* Задание: Выпишите дословно фрагмент текста о сказке, начав со слов «Что в итоге?» и закончив словами «понадобятся, чтобы победить.».

* Исходный документ:
Можно ли использовать сказку дома?
Сказку просто необходимо использовать, дети должны слушать сказки каждый день, чтобы засыпать с образами, пришедшими из сказки. Так их души обретают душевность.
Можно ли использовать сказку как-то иначе? Вот этот вопрос сложнее. Все зависит от человека, который собрался это делать, от его чутья. И тут необходимо определиться с тем, что понимать под сказкой и под ее использованием.
Сказка как жанр создавалась для сказывания о путешествиях души. И это очень точный инструмент. Его легко испортить. Иначе говоря, если вы используете сказку не точно, не как разговор о душе и ее мире, она перестает быть сказкой, даже если вы так называете то, что рассказываете. Вреда от этого немного, но и польза будет не та.
Однако это не плохо. Все, что построено по образцу сказки, работает на ту цель, которую ставил перед собой тот, кто сказывает. Можно, как это делали советские педагоги, подать как сказку привитие навыков пионера, и навыки будут прививаться. Вот душа при этом останется, как у строителя социализма.
Если только вы не хотели оказать именно то воздействие, которое оказывает ваша работа с ребенком, то сказка тут неуместна. Вы можете создавать игры, вы можете рассказывать ребенку поучительные истории или показывать мультфильмы, но не называйте это сказками, чтобы не обманывать его.
Какое воздействие может оказать настоящая сказка, понимают не многие. А вот какое воздействие они хотят оказать на детей, люди знают гораздо лучше.
Для желательного воздействия может подойти любой фантазийный рассказ, любая игра или притча. Сказка слишком громоздка, чтобы оказывать малые воздействия. Она рассчитана на то, чтобы менять душу целиком, создавая Человека с большой буквы.
Нужно ли это вам? Нужно ли тратить столько сил и времени, сколько вкладывали древние в свои инициации? А сказка – это именно следы инициаций, то есть посвящений детей во взрослых членов общества. Но того общества, которое еще не отказалось от души.
У каждого родителя есть какой-то жизненный опыт, в силу которого он чувствует себя всецело умнее своего ребенка. Кроме того, просто по праву старшинства и родительства, он ощущает власть над ребенком, а потому тот должен быть таким, каким хочет видеть его родитель. По крайней мере, родитель постарается этого добиться.
Что в итоге? То, что вы и наблюдаете вокруг. Все умные, добрые, заботливые? Тогда откуда столько ненависти в социальных сетях, в чатах ваших детей, в школе? В общем, что вложили, то и имеем. При этом любой писатель знает, как написать сказку для детей, любой психолог – как создать для них развивающую игру, а любой воспитатель – что прививать как воспитание. Да и учителя хорошо знают, чему учить детей. Вот только сердятся, когда дети учатся не у них, а в гаджетах.
Если мы хотим иметь уют в семье и хорошие отношения с ребенком, достаточно просто любить его и пытаться понять, чем он живет. Если вы это понимаете, совсем не сложно придумать «сказку» или сказочную игру, которая помогает ребенку преодолеть страхи, развивать какие-то личные качества, даже понять, к какой цели стремиться, и какие способности ему понадобятся, чтобы победить.

Записи об изображениях с именованными областями:
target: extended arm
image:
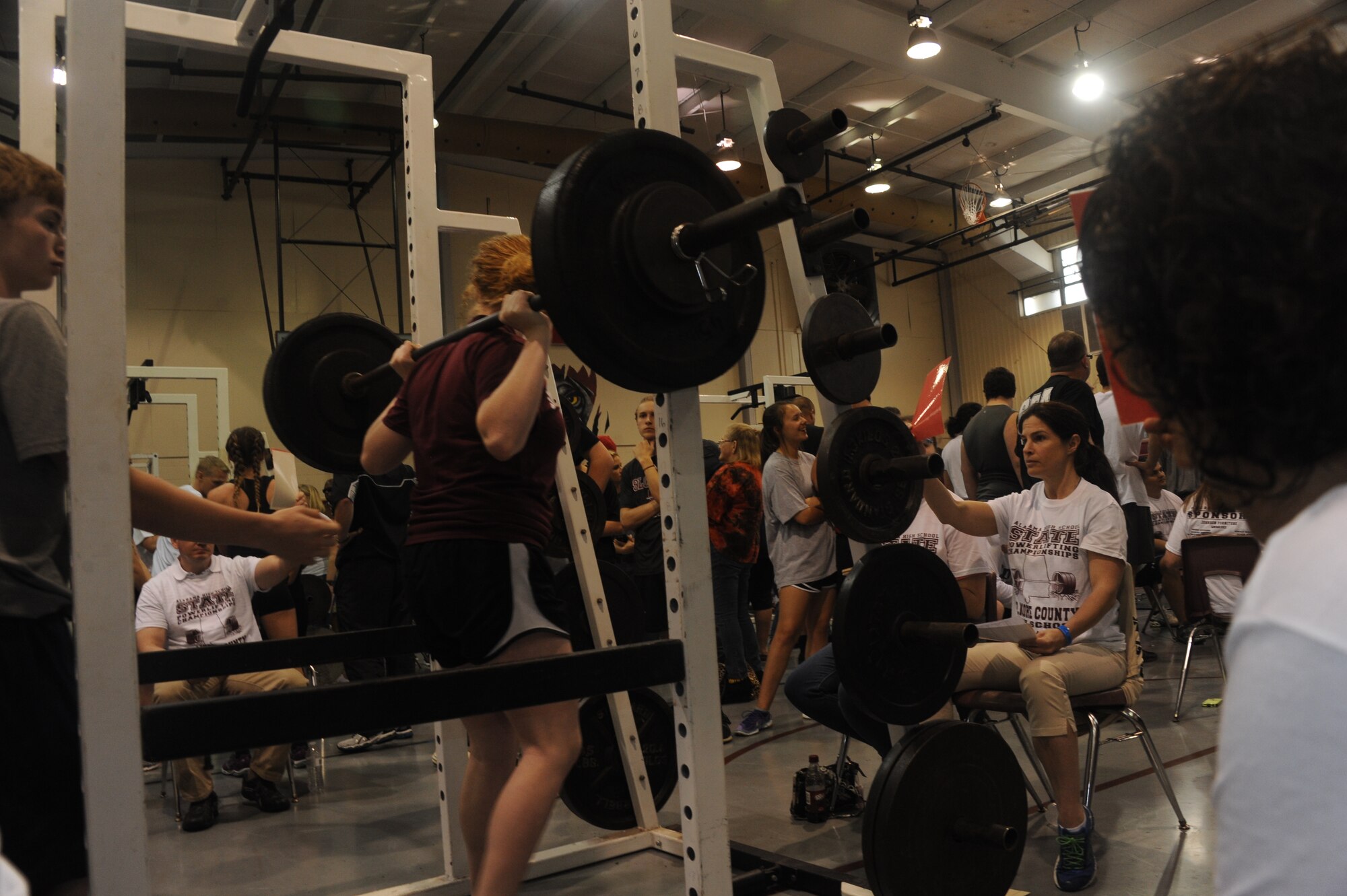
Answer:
[924,479,997,537]
[131,469,337,557]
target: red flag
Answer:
[912,358,950,442]
[1071,190,1160,424]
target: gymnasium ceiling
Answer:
[0,0,1347,223]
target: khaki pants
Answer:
[958,643,1127,737]
[155,668,308,802]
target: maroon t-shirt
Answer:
[384,329,566,547]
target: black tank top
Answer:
[963,405,1020,500]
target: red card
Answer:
[1071,190,1160,424]
[912,358,950,442]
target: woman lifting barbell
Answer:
[925,401,1127,891]
[360,236,581,896]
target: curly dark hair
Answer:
[982,368,1014,401]
[1080,31,1347,499]
[225,427,267,479]
[762,399,795,464]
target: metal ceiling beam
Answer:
[1006,149,1109,201]
[931,0,987,28]
[1092,0,1255,69]
[449,0,581,112]
[477,0,612,118]
[995,0,1118,59]
[682,0,1134,139]
[826,88,944,149]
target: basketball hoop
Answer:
[959,180,987,226]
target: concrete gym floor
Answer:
[144,629,1223,896]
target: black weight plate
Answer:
[543,469,607,559]
[861,721,1029,896]
[762,108,823,183]
[801,292,880,405]
[533,131,765,392]
[555,559,645,651]
[832,545,967,725]
[261,314,403,473]
[818,408,923,545]
[562,687,678,830]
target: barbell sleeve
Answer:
[950,818,1020,852]
[341,296,546,399]
[785,109,847,155]
[862,454,944,483]
[800,209,870,252]
[898,621,978,647]
[836,324,898,361]
[671,187,804,259]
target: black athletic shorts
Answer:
[0,613,87,893]
[403,539,570,668]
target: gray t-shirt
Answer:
[0,299,70,619]
[762,450,836,588]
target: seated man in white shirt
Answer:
[136,539,307,831]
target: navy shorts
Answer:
[403,538,570,668]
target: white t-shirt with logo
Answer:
[1146,488,1183,541]
[1165,504,1249,616]
[987,479,1127,650]
[1212,485,1347,896]
[886,497,993,578]
[940,432,968,500]
[136,557,261,650]
[1095,392,1146,507]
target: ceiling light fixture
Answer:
[715,90,738,147]
[1071,23,1105,102]
[702,90,744,171]
[908,3,940,59]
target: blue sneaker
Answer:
[734,709,772,737]
[1052,808,1095,893]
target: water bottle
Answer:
[804,753,828,823]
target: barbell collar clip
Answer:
[669,187,806,261]
[898,620,978,647]
[836,324,898,361]
[785,109,847,155]
[950,818,1020,852]
[861,454,944,484]
[800,209,870,252]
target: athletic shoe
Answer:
[182,792,220,833]
[220,749,252,778]
[734,708,772,737]
[1052,808,1095,893]
[337,729,393,753]
[238,772,290,813]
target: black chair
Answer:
[1175,535,1261,721]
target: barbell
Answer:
[263,131,806,472]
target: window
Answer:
[1017,244,1086,318]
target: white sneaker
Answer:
[337,730,393,753]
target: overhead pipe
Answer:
[810,109,1001,203]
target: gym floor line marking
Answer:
[725,722,823,765]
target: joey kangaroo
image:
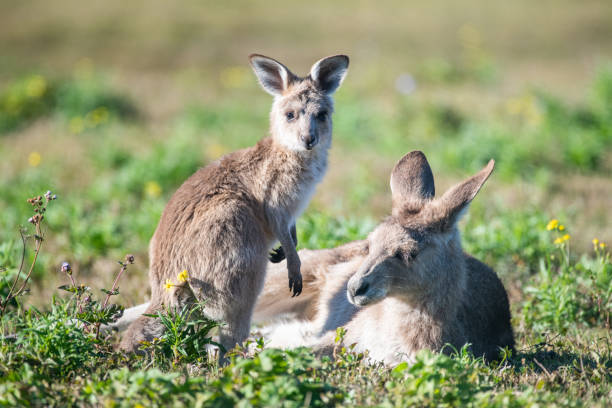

* Решение упражнения:
Что в итоге? То, что вы и наблюдаете вокруг. Все умные, добрые, заботливые? Тогда откуда столько ненависти в социальных сетях, в чатах ваших детей, в школе? В общем, что вложили, то и имеем. При этом любой писатель знает, как написать сказку для детей, любой психолог – как создать для них развивающую игру, а любой воспитатель – что прививать как воспитание. Да и учителя хорошо знают, чему учить детей. Вот только сердятся, когда дети учатся не у них, а в гаджетах.
Если мы хотим иметь уют в семье и хорошие отношения с ребенком, достаточно просто любить его и пытаться понять, чем он живет. Если вы это понимаете, совсем не сложно придумать «сказку» или сказочную игру, которая помогает ребенку преодолеть страхи, развивать какие-то личные качества, даже понять, к какой цели стремиться, и какие способности ему понадобятся, чтобы победить.